| Task description |
Would you go through the records below and copy each line with the string "shorts"?
=== Material for this task ===
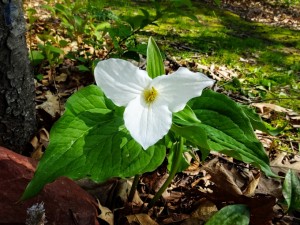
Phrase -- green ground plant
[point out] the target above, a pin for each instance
(266, 61)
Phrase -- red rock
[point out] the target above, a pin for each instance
(64, 201)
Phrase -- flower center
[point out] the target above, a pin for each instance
(150, 95)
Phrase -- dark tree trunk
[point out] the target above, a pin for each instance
(17, 106)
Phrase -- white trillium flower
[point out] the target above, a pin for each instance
(149, 103)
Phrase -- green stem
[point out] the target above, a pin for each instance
(175, 165)
(133, 187)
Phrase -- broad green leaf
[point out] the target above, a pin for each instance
(231, 215)
(291, 191)
(186, 117)
(90, 140)
(258, 124)
(155, 66)
(229, 130)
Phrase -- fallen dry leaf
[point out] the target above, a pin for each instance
(205, 210)
(106, 214)
(142, 219)
(64, 201)
(51, 105)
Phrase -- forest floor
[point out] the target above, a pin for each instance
(252, 49)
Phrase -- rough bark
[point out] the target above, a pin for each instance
(17, 106)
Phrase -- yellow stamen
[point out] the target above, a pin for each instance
(150, 95)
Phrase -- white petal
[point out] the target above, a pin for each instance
(176, 89)
(147, 124)
(120, 80)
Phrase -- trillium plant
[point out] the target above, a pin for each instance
(133, 119)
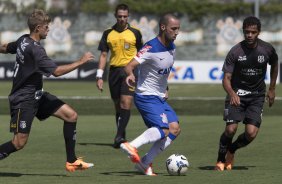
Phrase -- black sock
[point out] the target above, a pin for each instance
(117, 118)
(6, 149)
(122, 123)
(224, 143)
(70, 140)
(241, 142)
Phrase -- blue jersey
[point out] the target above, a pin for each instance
(156, 61)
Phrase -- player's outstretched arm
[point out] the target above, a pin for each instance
(3, 48)
(100, 71)
(63, 69)
(129, 68)
(273, 77)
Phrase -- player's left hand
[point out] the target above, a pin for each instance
(166, 95)
(270, 97)
(130, 81)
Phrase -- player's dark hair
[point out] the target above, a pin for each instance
(251, 21)
(37, 17)
(121, 7)
(165, 18)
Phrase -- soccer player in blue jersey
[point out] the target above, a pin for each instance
(155, 61)
(27, 98)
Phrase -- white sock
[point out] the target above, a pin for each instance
(149, 136)
(155, 150)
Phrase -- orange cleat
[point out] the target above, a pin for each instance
(219, 166)
(229, 160)
(79, 164)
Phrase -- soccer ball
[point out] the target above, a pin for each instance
(177, 165)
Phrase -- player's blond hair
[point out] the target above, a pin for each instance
(37, 17)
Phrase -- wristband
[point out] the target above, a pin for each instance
(99, 73)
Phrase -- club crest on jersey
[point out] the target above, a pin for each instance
(24, 44)
(261, 59)
(165, 71)
(23, 124)
(143, 50)
(164, 118)
(242, 58)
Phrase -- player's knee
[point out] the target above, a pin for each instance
(174, 128)
(230, 131)
(72, 117)
(251, 135)
(20, 141)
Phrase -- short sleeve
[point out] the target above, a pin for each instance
(229, 63)
(273, 57)
(46, 66)
(143, 54)
(103, 45)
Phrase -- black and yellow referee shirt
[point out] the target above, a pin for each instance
(123, 45)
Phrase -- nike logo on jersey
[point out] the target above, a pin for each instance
(84, 74)
(160, 58)
(164, 71)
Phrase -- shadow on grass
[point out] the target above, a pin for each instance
(8, 174)
(96, 144)
(129, 173)
(122, 173)
(234, 168)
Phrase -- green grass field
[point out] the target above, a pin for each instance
(42, 160)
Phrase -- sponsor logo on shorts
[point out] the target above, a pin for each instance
(131, 88)
(229, 120)
(23, 124)
(164, 118)
(13, 125)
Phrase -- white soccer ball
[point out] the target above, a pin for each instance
(177, 165)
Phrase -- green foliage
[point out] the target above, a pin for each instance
(95, 6)
(195, 9)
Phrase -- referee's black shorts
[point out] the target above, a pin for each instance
(117, 83)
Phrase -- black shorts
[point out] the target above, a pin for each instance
(21, 118)
(249, 111)
(117, 83)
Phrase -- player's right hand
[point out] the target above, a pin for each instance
(130, 81)
(99, 84)
(88, 56)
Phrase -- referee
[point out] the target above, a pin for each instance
(123, 41)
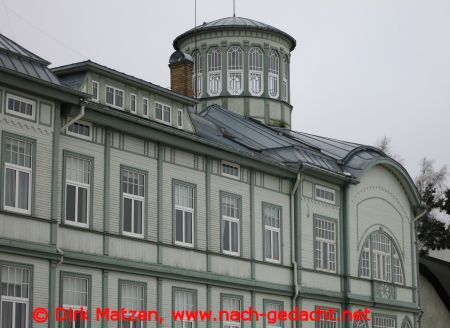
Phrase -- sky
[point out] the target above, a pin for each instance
(361, 70)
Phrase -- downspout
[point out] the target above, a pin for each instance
(83, 103)
(417, 262)
(294, 261)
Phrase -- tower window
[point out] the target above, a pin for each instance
(274, 74)
(255, 59)
(197, 78)
(214, 72)
(235, 70)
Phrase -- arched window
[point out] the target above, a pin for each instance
(197, 84)
(235, 70)
(285, 96)
(274, 74)
(255, 63)
(380, 259)
(407, 323)
(214, 72)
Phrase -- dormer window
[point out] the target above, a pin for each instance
(114, 97)
(231, 170)
(163, 113)
(255, 62)
(325, 194)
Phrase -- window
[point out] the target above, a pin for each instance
(114, 97)
(95, 95)
(197, 79)
(214, 72)
(20, 106)
(133, 103)
(325, 194)
(184, 196)
(184, 301)
(255, 62)
(15, 296)
(180, 118)
(327, 321)
(231, 215)
(274, 74)
(325, 244)
(80, 129)
(163, 113)
(272, 223)
(18, 175)
(230, 170)
(380, 259)
(132, 297)
(145, 107)
(383, 322)
(77, 197)
(230, 304)
(286, 78)
(235, 70)
(273, 307)
(133, 200)
(75, 296)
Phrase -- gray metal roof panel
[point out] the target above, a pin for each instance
(233, 23)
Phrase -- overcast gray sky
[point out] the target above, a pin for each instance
(362, 69)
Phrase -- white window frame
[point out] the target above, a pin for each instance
(133, 197)
(185, 210)
(114, 105)
(232, 324)
(24, 100)
(197, 77)
(16, 300)
(78, 185)
(163, 108)
(145, 105)
(237, 166)
(133, 111)
(237, 69)
(231, 220)
(254, 70)
(96, 99)
(214, 70)
(273, 230)
(274, 74)
(319, 187)
(180, 113)
(321, 223)
(84, 323)
(81, 136)
(19, 168)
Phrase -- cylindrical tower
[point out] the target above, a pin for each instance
(242, 65)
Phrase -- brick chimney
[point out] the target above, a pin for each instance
(181, 68)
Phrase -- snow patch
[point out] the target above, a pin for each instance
(441, 216)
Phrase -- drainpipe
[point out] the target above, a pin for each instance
(294, 262)
(83, 103)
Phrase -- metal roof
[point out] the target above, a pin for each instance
(290, 148)
(234, 23)
(16, 58)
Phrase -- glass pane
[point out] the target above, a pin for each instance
(7, 314)
(226, 235)
(188, 227)
(82, 205)
(70, 202)
(10, 188)
(127, 204)
(179, 225)
(138, 216)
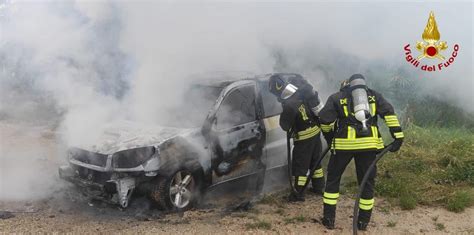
===
| Problem solution |
Phrase -- sponsor logo on shorts
Phrase -- referee's black shorts
Phrase -- black shorts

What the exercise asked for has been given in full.